*Extracted text*:
The second approach is easier if you are trying to integrate with an
existing application that is implemented with a pool of threads
performing blocking I/O. We happen to have a great example of how to do
this that we're about to release. See lib/blobfs on the master branch.
This is implementing blocking filesystem-like calls by message passing
to a single core performing operations asynchronously. We use this to
implement an alternate backend to RocksDB that bypasses the kernel
filesystem. RocksDB just happens to be implemented as a pool of threads
performing blocking I/O.
>
> Isaac
> From: SPDK [mailto:spdk-bounces(a)lists.01.org] On Behalf Of Walker,
> Benjamin
> Sent: Monday, March 27, 2017 3:55 PM
> To: Storage Performance Development Kit <spdk(a)lists.01.org>
> Subject: Re: [SPDK] queue pair vs cpu cores
>
> Hi Raj,
>
> It’s true - the SPDK event framework spins in reactor loops on each
> core, using them all up even if you aren’t busy, and it’s a model of
> how we think applications should generally be structured for best
> performance. However, the vast majority of the components in SPDK
> don’t require the event framework. These components don’t actually do
> anything unless you call one of their functions from your
> application. In particular, your application is in charge of making
> the call to poll for completions, so one quick solution is to poll
> less often. The ‘less often’ can even be intelligent – for instance
> if no I/O is outstanding don’t bother polling and maybe sleep for a
> short period instead. The SPDK event framework is actually capable of
> sleeping to save CPU cycles (off by default), so you can use that as
> a concrete example.

*Challenge 1*: Reproduce the records below from the line with "object | girl with long brown hair" through the end of the records, both ends included, keeping every request and shifting each coordinate in the answers by adding 82 to it.

*Data to process*:
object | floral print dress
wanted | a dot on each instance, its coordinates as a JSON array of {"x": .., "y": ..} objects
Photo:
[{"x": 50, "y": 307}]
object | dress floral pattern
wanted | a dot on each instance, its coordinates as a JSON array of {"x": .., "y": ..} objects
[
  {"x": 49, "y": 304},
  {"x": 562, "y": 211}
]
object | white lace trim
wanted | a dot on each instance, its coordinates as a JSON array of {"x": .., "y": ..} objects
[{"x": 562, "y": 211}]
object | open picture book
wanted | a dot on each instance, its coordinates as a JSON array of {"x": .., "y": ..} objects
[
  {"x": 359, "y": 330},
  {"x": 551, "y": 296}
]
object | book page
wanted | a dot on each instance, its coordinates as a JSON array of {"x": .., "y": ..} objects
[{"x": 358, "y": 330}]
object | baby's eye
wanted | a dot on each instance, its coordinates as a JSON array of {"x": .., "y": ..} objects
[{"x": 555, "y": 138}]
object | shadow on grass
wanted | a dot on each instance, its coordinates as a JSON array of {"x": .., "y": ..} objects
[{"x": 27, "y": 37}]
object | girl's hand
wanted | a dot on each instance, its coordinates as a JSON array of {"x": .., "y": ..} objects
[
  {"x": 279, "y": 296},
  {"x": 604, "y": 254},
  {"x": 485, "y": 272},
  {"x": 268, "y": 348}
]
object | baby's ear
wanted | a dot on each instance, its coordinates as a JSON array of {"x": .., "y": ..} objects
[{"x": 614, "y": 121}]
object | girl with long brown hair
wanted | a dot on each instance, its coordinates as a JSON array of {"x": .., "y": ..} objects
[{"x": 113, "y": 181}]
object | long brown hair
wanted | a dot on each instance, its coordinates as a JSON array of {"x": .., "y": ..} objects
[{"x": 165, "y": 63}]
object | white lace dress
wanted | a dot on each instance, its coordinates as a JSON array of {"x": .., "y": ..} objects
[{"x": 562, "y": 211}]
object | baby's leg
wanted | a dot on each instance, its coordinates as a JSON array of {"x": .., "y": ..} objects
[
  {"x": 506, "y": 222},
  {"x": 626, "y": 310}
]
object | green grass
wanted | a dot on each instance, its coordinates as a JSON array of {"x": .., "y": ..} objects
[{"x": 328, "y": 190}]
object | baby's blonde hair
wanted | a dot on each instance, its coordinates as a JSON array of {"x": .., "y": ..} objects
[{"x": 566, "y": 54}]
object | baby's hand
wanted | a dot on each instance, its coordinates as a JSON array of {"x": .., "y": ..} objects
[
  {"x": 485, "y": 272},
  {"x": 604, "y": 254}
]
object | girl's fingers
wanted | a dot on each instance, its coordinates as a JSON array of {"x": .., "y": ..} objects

*Challenge 2*: In the SPDK mailing list excerpt, what is the blocking filesystem-like layer in lib/blobfs used to implement?

*Right answer 1*:
object | girl with long brown hair
wanted | a dot on each instance, its coordinates as a JSON array of {"x": .., "y": ..} objects
[{"x": 195, "y": 263}]
object | long brown hair
wanted | a dot on each instance, its coordinates as a JSON array of {"x": .., "y": ..} objects
[{"x": 247, "y": 145}]
object | white lace dress
wanted | a dot on each instance, its coordinates as a JSON array of {"x": .., "y": ..} objects
[{"x": 644, "y": 293}]
object | baby's leg
wanted | a dot on each instance, its coordinates as a JSON array of {"x": .., "y": ..} objects
[
  {"x": 588, "y": 304},
  {"x": 708, "y": 392}
]
object | green grass
wanted | a dot on each instance, its coordinates as a JSON array of {"x": .., "y": ..} objects
[{"x": 410, "y": 272}]
object | baby's blonde hair
wanted | a dot on each instance, its coordinates as a JSON array of {"x": .., "y": ..} objects
[{"x": 648, "y": 136}]
object | baby's hand
wanted | a dot on each instance, its coordinates as a JSON array of {"x": .., "y": ..} objects
[
  {"x": 567, "y": 354},
  {"x": 686, "y": 336}
]
object | girl's fingers
wanted | a dot on each instance, its coordinates as a JSON array of {"x": .., "y": ..} objects

*Right answer 2*: An alternate backend to RocksDB that bypasses the kernel filesystem.